- What you are asked to do
Images are excluded; otherwise, output every record exactly.

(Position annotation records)
|---|

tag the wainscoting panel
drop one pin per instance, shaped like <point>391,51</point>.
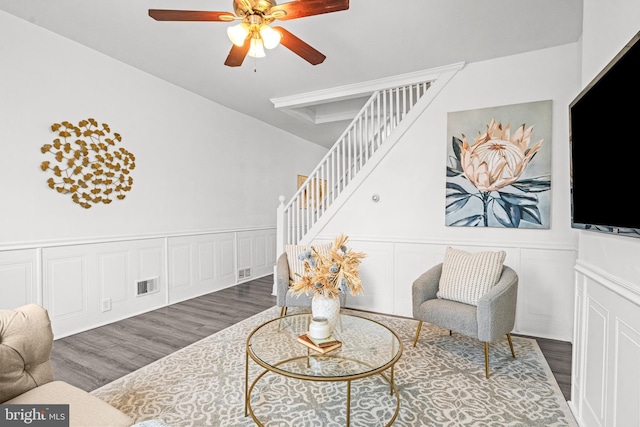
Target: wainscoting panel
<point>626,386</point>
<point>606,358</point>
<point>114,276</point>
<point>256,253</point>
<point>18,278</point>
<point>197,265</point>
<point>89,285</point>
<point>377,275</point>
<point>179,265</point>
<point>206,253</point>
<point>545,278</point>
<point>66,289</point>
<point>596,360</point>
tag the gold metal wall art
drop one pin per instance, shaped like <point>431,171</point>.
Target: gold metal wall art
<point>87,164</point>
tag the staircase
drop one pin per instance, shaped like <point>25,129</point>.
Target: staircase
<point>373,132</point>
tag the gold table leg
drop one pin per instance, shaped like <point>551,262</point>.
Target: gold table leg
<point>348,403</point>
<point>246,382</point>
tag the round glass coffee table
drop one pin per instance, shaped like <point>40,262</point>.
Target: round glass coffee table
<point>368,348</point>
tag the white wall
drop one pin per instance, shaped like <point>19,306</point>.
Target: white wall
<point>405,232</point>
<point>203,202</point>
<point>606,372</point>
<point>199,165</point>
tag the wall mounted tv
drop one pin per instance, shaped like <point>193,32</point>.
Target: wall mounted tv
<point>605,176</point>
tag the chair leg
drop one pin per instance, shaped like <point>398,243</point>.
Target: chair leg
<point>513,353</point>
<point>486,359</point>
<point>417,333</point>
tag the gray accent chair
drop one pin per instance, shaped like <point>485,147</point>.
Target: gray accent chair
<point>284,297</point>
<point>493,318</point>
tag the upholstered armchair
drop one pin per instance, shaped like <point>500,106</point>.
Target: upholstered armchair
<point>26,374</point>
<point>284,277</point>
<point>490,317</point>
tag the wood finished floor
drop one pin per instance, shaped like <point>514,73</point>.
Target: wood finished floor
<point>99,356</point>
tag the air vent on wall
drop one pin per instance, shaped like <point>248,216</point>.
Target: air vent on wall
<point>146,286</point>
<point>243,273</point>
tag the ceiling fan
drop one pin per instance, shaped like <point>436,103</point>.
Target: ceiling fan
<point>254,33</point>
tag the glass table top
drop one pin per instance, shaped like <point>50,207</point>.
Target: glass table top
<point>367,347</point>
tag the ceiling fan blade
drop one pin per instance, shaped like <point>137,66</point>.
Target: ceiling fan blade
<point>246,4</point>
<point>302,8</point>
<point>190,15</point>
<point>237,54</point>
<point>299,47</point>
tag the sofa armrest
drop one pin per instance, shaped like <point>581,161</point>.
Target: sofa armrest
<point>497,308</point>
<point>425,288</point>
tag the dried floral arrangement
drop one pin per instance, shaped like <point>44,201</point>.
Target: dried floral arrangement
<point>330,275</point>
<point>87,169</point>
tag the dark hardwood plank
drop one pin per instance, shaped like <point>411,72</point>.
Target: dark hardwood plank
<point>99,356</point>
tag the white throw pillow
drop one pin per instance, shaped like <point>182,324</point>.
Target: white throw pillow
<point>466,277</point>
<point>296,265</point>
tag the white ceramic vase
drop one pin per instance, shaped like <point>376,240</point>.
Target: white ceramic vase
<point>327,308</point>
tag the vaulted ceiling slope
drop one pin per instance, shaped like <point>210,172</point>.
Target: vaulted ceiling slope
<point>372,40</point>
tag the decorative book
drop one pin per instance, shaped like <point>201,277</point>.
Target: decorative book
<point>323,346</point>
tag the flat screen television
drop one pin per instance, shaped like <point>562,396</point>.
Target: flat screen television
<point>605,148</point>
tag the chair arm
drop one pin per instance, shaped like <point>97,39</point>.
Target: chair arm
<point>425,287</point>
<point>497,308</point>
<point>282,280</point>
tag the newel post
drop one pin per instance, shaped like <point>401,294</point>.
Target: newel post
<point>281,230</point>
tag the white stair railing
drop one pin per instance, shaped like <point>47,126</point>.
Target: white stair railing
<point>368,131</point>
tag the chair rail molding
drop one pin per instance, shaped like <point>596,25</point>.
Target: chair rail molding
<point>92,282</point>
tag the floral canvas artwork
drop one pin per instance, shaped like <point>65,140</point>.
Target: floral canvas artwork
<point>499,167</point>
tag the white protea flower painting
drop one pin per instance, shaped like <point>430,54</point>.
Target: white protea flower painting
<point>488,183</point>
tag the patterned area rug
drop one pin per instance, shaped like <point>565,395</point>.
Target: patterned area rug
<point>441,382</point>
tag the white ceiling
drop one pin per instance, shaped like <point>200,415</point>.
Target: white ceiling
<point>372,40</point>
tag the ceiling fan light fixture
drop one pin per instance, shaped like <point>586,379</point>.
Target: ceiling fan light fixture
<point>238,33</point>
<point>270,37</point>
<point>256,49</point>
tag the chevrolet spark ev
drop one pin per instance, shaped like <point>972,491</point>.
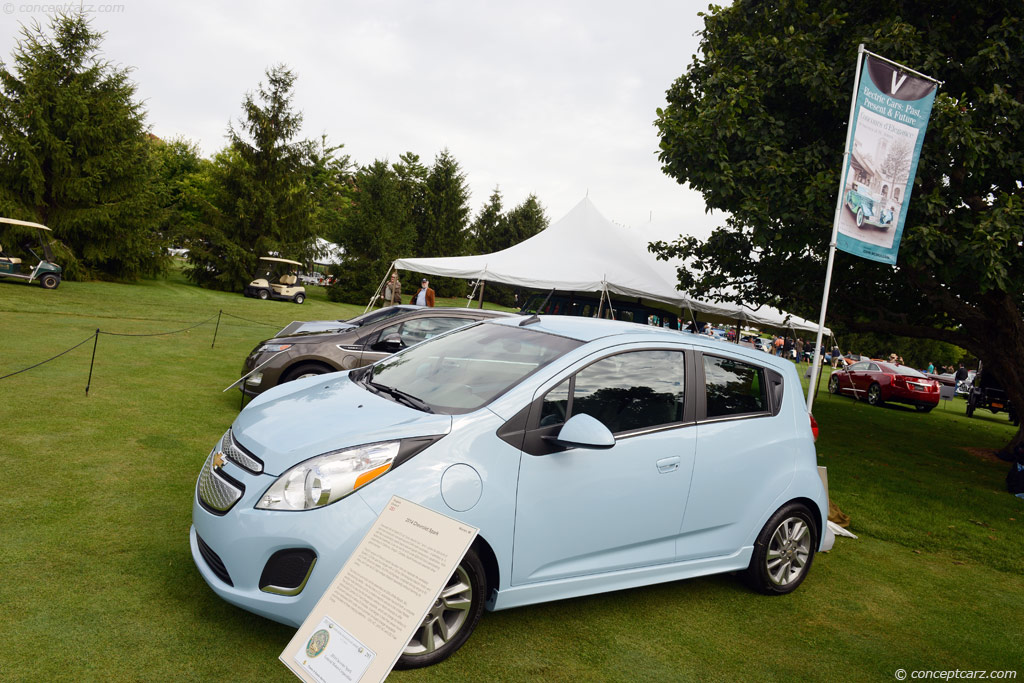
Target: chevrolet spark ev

|---|

- Exercise result
tag the wainscoting panel
drop one pin per instance, shaped like <point>391,51</point>.
Target: wainscoting panel
<point>626,386</point>
<point>606,358</point>
<point>114,276</point>
<point>256,253</point>
<point>18,278</point>
<point>197,265</point>
<point>89,285</point>
<point>377,275</point>
<point>179,265</point>
<point>206,253</point>
<point>545,278</point>
<point>66,289</point>
<point>596,360</point>
tag the gold metal wall art
drop one pin per instance, shaped like <point>431,171</point>.
Target: gold metal wall art
<point>87,164</point>
tag the staircase
drop one pin per instance, shaped like <point>25,129</point>.
Target: staircase
<point>373,132</point>
tag the gold table leg
drop one pin per instance, shaped like <point>551,262</point>.
Target: gold table leg
<point>348,403</point>
<point>246,382</point>
tag the round glass coffee table
drop one pin per instance, shaped like <point>40,262</point>.
Target: round glass coffee table
<point>368,348</point>
tag the white wall
drop one pin per instance, shaped like <point>19,306</point>.
Target: white wall
<point>405,232</point>
<point>203,202</point>
<point>606,372</point>
<point>199,165</point>
tag the wall mounted tv
drop one pin per instance, shaped like <point>193,32</point>.
Target: wall mounted tv
<point>605,176</point>
tag the chair leg
drop one pin per instance, shaped like <point>398,243</point>.
Target: chair leg
<point>513,353</point>
<point>486,359</point>
<point>417,333</point>
tag the gray accent chair
drop one pin per instance, shaped like <point>485,147</point>.
Target: gray accent chair
<point>284,297</point>
<point>493,318</point>
tag the upholstered armchair
drop one pin per instance, shaped like <point>500,106</point>.
Target: upholstered armchair
<point>26,374</point>
<point>284,277</point>
<point>490,317</point>
tag the wood finished floor
drop one pin per instance, shaped like <point>514,73</point>.
Target: wood finished floor
<point>99,356</point>
tag the air vent on wall
drop one pin per instance, shaped like <point>248,216</point>.
Target: air vent on wall
<point>146,286</point>
<point>243,273</point>
tag the ceiling fan
drop one pin per instance, shaped like <point>436,103</point>.
Target: ceiling fan
<point>254,33</point>
tag the glass table top
drop one pin per instance, shaped like <point>50,207</point>.
Target: glass table top
<point>367,347</point>
tag the ceiling fan blade
drop one pin per instance, shaped like <point>137,66</point>.
Target: ceiling fan blade
<point>246,4</point>
<point>302,8</point>
<point>190,15</point>
<point>237,54</point>
<point>299,47</point>
tag the sofa armrest
drop one pin per instance, shaped like <point>581,161</point>.
Target: sofa armrest
<point>497,308</point>
<point>425,288</point>
tag the dried floral arrangement
drop one pin per instance, shaped like <point>44,201</point>.
Target: dried floral arrangement
<point>330,275</point>
<point>87,169</point>
tag the dark hardwood plank
drop one pin per instance, shaped like <point>411,72</point>.
Target: dark hardwood plank
<point>99,356</point>
tag the white throw pillow
drop one pin per instance, shaped like <point>182,324</point>.
Target: white throw pillow
<point>466,277</point>
<point>296,265</point>
tag the white ceramic vase
drop one pin per instance, shaped like <point>376,240</point>.
Target: white ceramic vase
<point>327,308</point>
tag the vaulted ceiling slope
drop one pin per instance, shaped like <point>210,172</point>.
Target: vaulted ceiling slope
<point>372,40</point>
tag the decorative book
drop one pin per instance, shaped like <point>201,277</point>.
Target: decorative book
<point>323,346</point>
tag the flat screen television
drop one pin per instance, shaped like <point>562,396</point>.
Target: flat screen television
<point>605,148</point>
tag the chair arm
drop one pin per instance, shaped like <point>97,39</point>.
Target: chair arm
<point>425,287</point>
<point>497,308</point>
<point>282,280</point>
tag the newel post
drop one pin per instance, shaped like <point>401,294</point>.
Target: newel post
<point>281,230</point>
tag the white stair railing
drop one pin per instance, shaped like <point>47,126</point>.
Target: white stair railing
<point>368,131</point>
tag the chair rail molding
drop one pin per instance, shaped like <point>596,25</point>.
Target: chair rail molding
<point>92,282</point>
tag the floral canvas artwork
drop one pin per instance, shaped like <point>65,140</point>.
Target: floral canvas artwork
<point>499,167</point>
tag the white protea flower painting
drop one pin per instance, shaped like <point>430,54</point>.
Target: white protea flower painting
<point>488,183</point>
tag the patterned area rug
drop one pin per instance, shaped like <point>565,395</point>.
Target: patterned area rug
<point>441,382</point>
tag the white ceiling
drop one pin per instance, shaped like <point>200,415</point>.
Target: white ceiling
<point>372,40</point>
tag the ceiling fan light fixture
drop one pin per instance, shaped like <point>586,379</point>.
Target: ceiling fan light fixture
<point>238,33</point>
<point>270,37</point>
<point>256,49</point>
tag the chevrolet spark ev
drop one pin per instance, shaped like <point>972,491</point>.
Target: chevrolet spark ev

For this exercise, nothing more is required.